_Stored entries_.
-*-*-

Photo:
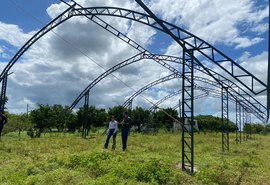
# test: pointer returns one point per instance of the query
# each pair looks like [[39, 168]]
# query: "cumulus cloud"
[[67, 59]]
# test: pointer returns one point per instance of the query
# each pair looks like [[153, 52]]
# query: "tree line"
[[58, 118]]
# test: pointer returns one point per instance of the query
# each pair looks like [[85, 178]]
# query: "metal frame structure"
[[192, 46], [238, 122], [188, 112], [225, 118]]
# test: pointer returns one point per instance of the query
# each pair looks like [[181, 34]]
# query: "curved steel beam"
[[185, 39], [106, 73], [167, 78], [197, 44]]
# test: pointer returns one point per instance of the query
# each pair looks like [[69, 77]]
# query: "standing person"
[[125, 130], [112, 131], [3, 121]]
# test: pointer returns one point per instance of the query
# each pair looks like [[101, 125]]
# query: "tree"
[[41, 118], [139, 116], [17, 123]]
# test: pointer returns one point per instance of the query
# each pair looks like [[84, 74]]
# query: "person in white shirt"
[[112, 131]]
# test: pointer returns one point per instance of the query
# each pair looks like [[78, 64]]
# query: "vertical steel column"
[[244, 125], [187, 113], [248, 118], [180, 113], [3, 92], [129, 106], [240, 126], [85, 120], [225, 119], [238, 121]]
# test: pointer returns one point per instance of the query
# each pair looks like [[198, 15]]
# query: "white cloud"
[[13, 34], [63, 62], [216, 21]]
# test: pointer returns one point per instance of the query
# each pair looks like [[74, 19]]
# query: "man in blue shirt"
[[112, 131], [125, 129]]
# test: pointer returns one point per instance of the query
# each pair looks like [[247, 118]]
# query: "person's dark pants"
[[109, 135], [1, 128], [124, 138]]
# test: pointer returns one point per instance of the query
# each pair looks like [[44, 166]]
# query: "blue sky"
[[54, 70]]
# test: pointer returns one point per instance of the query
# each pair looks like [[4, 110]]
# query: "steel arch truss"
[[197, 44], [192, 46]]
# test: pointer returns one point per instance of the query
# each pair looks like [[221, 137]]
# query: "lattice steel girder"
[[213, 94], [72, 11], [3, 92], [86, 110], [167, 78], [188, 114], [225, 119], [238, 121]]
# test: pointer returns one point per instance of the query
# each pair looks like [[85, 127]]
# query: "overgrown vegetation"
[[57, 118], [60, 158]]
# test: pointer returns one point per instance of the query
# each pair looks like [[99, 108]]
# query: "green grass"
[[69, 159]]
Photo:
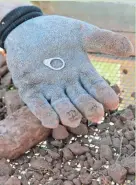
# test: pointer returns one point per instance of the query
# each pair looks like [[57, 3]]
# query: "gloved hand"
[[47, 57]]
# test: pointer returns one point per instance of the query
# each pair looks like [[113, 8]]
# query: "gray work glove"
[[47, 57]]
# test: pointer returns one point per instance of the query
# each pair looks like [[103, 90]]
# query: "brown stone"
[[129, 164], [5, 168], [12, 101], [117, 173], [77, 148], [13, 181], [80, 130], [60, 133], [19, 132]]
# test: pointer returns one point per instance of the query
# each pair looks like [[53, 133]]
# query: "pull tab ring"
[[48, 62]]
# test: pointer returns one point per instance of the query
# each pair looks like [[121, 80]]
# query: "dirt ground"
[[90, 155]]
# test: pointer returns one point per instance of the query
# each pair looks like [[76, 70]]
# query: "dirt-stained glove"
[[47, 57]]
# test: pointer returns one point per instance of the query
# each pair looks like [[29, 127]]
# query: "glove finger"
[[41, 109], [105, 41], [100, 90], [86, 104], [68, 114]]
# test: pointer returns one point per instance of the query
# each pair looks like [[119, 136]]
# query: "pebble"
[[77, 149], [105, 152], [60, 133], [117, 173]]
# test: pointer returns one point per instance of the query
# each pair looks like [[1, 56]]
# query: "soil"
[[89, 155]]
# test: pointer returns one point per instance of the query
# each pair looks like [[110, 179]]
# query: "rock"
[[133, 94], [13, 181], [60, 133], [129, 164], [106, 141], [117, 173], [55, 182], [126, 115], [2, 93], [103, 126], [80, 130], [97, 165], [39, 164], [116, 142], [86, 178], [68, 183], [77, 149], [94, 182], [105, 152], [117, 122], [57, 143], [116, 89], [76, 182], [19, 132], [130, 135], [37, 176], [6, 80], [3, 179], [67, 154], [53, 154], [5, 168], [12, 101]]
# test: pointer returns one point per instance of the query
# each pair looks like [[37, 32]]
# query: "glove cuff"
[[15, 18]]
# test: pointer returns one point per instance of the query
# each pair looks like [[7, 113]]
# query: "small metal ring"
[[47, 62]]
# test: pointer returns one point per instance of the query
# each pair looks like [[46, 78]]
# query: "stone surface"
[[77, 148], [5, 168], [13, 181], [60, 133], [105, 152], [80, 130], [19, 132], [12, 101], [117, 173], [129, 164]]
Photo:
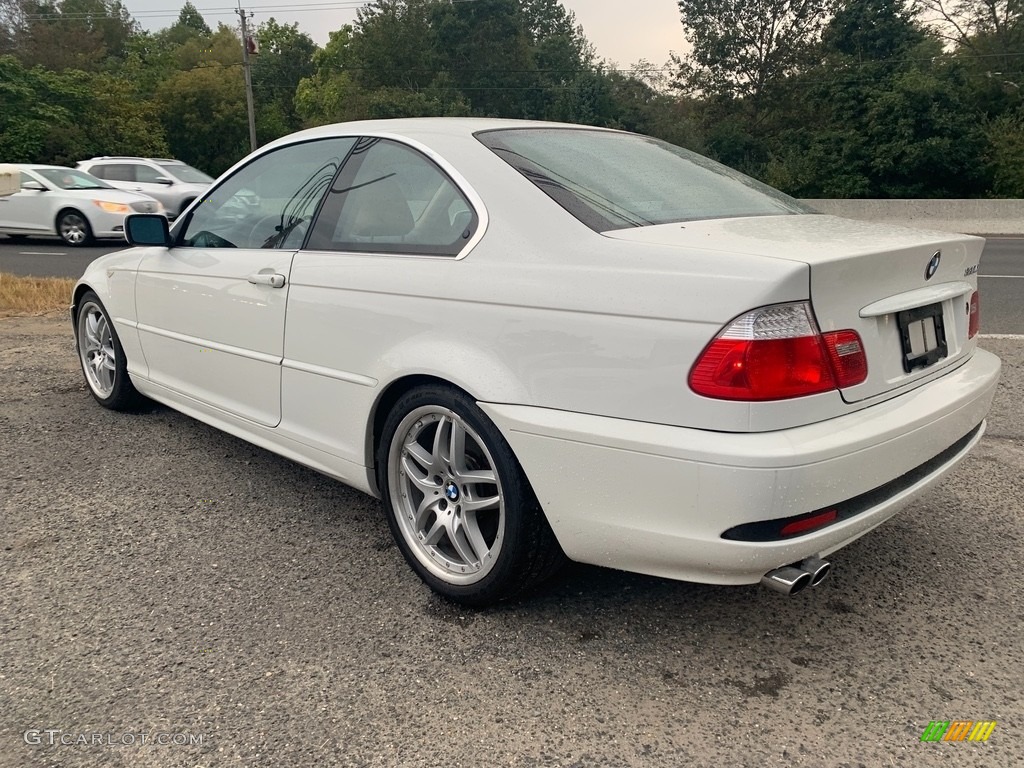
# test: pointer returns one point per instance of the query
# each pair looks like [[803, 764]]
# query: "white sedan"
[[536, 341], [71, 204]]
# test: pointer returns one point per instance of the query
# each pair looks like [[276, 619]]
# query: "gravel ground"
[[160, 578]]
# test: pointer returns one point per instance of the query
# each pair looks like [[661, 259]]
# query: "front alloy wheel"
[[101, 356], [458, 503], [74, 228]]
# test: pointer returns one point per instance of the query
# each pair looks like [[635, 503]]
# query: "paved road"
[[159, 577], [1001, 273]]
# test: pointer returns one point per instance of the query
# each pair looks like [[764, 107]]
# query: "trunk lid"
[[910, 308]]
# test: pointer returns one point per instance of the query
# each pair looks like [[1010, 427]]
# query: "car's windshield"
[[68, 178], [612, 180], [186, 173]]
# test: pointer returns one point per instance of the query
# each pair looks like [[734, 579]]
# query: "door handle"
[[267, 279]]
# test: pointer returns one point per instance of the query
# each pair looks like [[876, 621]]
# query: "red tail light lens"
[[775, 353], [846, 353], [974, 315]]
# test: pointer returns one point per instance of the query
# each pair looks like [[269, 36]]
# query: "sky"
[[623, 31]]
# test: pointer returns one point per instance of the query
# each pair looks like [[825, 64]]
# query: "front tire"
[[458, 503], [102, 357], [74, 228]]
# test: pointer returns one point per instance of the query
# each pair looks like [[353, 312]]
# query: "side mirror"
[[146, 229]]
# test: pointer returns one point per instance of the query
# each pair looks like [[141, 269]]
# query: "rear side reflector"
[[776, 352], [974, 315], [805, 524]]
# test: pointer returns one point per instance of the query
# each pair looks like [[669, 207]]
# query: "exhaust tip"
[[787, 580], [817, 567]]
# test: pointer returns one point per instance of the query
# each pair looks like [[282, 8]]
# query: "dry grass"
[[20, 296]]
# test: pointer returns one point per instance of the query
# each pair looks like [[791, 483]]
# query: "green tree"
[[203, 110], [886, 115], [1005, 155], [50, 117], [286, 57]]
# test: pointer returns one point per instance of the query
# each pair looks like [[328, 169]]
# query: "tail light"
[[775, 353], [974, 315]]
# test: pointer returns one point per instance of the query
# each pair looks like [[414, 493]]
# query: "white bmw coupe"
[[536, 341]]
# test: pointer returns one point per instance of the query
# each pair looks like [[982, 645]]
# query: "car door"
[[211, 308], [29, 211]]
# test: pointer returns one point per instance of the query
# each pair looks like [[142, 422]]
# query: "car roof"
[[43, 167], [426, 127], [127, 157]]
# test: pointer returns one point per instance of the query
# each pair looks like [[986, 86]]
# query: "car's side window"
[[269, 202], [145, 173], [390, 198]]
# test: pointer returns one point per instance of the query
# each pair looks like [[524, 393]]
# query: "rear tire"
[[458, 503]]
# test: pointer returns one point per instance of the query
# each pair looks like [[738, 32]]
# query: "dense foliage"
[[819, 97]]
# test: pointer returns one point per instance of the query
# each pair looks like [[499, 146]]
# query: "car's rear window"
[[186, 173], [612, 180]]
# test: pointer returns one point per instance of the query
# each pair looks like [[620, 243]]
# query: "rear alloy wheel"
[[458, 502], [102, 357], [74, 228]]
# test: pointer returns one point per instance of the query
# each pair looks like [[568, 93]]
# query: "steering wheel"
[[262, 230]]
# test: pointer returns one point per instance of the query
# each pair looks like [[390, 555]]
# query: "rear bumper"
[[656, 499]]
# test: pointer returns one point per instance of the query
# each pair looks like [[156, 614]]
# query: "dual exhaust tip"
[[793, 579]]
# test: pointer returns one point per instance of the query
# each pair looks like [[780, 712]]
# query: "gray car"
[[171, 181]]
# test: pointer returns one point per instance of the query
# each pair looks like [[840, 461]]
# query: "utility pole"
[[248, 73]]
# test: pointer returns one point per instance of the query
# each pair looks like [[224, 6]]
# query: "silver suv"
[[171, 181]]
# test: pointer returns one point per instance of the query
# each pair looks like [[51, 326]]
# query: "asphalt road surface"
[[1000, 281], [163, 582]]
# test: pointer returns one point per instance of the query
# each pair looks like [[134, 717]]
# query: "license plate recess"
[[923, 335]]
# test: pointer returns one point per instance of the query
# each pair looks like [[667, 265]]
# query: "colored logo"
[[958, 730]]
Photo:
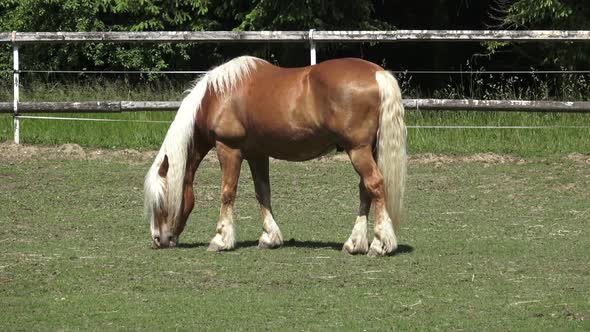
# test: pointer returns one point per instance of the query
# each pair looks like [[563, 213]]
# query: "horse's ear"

-*-*-

_PROBLEM DETAILS_. Please copy the stretch from the start of the listing through the line containing "[[58, 118]]", changing "pointer" to "locator" and keeping everything else the same. Leave the pictures out.

_EXPECTED ANSWER_.
Photo:
# test: locator returns one point per instance of the query
# each pair looks like [[39, 168]]
# query: "cumulus cloud"
[[67, 59]]
# test: locator returns one point per instance of the query
# each pair looks like [[153, 52]]
# query: "tree line"
[[58, 118]]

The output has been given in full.